**Task to complete:**
Please return every line of the rows below that contains the word "dark".

Pointing records
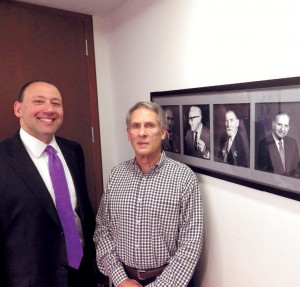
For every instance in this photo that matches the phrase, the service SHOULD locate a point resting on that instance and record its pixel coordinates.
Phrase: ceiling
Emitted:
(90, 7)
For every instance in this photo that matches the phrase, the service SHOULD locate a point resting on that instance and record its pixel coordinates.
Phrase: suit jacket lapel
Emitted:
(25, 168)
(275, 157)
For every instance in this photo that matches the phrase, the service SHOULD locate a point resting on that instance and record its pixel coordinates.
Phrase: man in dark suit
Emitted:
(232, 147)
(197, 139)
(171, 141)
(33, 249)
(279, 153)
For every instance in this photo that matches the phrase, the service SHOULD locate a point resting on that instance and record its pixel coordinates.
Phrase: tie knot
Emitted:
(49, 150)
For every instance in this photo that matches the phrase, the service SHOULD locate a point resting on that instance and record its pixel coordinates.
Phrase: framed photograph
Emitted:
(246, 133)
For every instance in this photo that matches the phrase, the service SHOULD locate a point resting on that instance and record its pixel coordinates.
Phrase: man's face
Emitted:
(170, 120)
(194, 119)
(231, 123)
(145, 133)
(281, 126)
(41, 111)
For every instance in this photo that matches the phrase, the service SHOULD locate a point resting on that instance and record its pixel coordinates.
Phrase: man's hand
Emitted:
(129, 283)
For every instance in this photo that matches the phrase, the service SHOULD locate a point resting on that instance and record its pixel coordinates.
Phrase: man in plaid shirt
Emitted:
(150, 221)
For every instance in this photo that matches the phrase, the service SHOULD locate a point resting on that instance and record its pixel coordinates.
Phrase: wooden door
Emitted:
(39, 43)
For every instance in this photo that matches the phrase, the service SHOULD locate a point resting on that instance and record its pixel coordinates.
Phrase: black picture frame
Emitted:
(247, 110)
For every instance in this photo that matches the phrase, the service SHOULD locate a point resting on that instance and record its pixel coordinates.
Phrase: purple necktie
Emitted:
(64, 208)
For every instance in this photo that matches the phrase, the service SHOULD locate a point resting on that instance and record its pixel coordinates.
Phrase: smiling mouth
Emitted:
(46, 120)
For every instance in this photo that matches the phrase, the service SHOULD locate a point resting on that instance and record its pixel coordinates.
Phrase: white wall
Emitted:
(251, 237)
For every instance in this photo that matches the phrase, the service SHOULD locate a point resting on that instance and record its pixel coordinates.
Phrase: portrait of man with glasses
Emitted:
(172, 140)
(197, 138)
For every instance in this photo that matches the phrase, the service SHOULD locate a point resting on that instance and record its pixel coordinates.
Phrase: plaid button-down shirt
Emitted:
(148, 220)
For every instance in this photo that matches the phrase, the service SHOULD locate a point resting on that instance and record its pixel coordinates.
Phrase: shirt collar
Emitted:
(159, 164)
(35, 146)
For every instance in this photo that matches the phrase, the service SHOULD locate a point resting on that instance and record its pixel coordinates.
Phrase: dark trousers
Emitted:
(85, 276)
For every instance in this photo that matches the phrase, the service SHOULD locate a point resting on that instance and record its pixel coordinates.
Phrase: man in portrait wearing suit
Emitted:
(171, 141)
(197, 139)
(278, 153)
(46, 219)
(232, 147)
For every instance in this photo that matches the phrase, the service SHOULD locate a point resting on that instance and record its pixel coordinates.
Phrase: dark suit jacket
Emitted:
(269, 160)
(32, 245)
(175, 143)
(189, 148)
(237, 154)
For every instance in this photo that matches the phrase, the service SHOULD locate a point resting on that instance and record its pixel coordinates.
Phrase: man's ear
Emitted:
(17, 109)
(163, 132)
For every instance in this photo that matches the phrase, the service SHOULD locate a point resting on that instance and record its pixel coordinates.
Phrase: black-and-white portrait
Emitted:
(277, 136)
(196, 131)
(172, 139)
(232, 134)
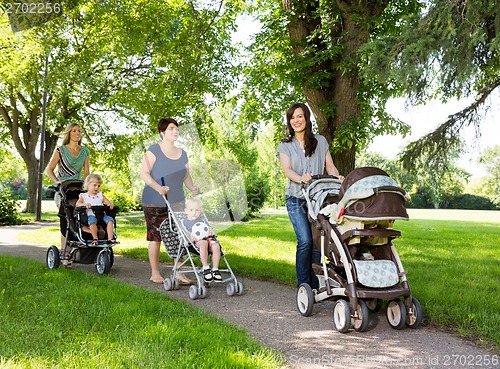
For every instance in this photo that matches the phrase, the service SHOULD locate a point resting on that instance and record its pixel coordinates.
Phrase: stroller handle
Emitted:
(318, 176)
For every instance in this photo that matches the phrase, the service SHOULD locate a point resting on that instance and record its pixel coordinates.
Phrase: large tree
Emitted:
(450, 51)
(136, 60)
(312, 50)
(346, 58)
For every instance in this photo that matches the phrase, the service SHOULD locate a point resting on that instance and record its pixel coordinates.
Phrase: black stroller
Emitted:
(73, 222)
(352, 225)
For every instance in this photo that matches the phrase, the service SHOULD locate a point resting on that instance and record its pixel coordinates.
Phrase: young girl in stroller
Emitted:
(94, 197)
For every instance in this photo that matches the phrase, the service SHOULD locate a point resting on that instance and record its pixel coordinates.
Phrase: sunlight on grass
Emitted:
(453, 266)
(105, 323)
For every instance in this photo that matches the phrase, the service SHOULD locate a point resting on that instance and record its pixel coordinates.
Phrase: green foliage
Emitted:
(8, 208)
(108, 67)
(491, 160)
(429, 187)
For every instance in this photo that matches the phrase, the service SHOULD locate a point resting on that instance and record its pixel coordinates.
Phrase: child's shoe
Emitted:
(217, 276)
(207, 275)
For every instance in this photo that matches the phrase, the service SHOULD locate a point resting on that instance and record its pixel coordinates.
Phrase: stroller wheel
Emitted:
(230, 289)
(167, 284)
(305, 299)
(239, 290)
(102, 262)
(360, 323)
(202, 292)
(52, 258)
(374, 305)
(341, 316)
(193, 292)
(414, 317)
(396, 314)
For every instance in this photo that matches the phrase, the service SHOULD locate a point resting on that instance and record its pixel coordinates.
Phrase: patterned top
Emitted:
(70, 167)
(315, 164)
--
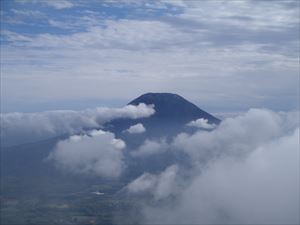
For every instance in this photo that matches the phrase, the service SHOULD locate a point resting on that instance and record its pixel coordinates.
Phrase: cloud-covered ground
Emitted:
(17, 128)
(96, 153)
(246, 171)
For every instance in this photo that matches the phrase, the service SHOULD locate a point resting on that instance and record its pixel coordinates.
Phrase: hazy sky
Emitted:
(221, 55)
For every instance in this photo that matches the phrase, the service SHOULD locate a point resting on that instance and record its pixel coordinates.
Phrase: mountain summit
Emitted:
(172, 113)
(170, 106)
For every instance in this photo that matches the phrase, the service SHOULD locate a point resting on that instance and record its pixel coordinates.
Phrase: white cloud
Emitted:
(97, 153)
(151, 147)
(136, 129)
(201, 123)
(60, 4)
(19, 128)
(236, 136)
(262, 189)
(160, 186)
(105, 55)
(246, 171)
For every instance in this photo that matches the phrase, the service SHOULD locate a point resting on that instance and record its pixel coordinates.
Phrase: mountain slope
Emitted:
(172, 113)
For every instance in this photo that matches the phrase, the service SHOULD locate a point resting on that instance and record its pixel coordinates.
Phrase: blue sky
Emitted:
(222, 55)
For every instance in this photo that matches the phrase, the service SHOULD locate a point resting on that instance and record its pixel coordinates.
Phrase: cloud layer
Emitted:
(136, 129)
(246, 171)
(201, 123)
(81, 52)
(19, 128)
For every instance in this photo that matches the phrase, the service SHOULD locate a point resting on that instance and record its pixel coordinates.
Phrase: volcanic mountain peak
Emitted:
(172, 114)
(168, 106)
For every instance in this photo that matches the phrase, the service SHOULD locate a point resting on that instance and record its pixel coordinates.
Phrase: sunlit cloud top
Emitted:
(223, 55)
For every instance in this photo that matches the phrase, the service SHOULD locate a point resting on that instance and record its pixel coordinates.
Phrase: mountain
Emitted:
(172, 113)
* * *
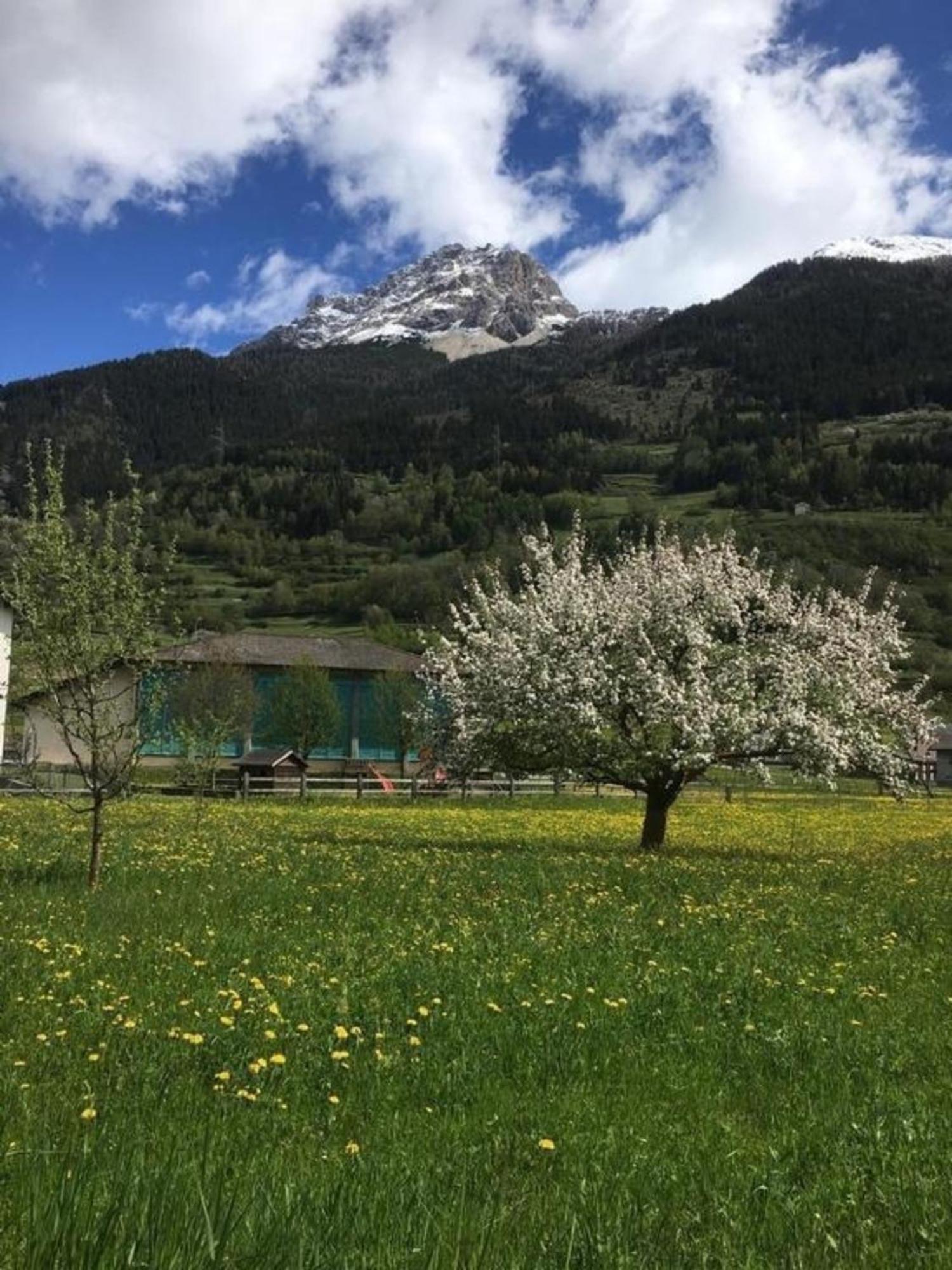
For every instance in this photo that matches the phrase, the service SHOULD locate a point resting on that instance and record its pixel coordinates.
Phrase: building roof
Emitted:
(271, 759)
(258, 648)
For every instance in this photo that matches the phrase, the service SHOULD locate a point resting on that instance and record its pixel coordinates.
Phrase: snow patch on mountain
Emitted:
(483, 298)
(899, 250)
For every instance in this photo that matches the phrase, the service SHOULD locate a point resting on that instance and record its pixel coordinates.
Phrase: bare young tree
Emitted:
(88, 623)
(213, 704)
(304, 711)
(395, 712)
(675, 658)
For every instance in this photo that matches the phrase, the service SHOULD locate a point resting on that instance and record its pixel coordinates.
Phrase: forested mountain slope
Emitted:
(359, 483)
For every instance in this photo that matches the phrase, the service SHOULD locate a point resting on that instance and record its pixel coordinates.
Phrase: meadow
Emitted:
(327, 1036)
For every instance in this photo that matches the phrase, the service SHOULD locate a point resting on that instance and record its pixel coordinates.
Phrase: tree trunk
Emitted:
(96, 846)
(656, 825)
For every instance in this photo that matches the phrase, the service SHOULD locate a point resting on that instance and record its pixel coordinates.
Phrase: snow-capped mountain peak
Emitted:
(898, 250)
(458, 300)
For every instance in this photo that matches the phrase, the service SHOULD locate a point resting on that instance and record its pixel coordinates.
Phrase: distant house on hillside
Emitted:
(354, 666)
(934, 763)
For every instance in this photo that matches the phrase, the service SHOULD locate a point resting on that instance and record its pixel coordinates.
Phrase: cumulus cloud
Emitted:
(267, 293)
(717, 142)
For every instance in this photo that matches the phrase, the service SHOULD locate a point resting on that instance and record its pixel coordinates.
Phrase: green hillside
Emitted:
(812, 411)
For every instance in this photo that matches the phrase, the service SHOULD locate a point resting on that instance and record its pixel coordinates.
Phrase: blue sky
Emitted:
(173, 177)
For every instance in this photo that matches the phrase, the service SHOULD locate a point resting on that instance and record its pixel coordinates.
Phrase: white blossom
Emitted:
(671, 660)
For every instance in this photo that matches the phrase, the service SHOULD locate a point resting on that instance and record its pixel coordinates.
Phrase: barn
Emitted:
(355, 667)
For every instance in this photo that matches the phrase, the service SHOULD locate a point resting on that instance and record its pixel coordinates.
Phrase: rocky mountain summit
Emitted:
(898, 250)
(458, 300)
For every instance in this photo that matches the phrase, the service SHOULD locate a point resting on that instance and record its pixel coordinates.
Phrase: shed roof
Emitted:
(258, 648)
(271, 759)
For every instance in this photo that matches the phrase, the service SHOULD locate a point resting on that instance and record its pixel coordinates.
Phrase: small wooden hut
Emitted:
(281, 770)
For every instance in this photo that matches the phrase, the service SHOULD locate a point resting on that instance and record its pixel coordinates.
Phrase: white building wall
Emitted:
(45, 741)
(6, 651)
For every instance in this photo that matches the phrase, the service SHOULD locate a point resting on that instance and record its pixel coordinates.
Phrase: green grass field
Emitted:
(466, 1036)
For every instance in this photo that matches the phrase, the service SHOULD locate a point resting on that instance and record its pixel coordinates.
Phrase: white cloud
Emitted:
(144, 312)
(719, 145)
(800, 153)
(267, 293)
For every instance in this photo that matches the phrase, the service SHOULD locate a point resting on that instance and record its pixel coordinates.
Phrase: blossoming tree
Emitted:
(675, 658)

**Solution for this exercise:**
Phrase: man in dark suit
Phrase: dark trousers
Phrase: dark suit jacket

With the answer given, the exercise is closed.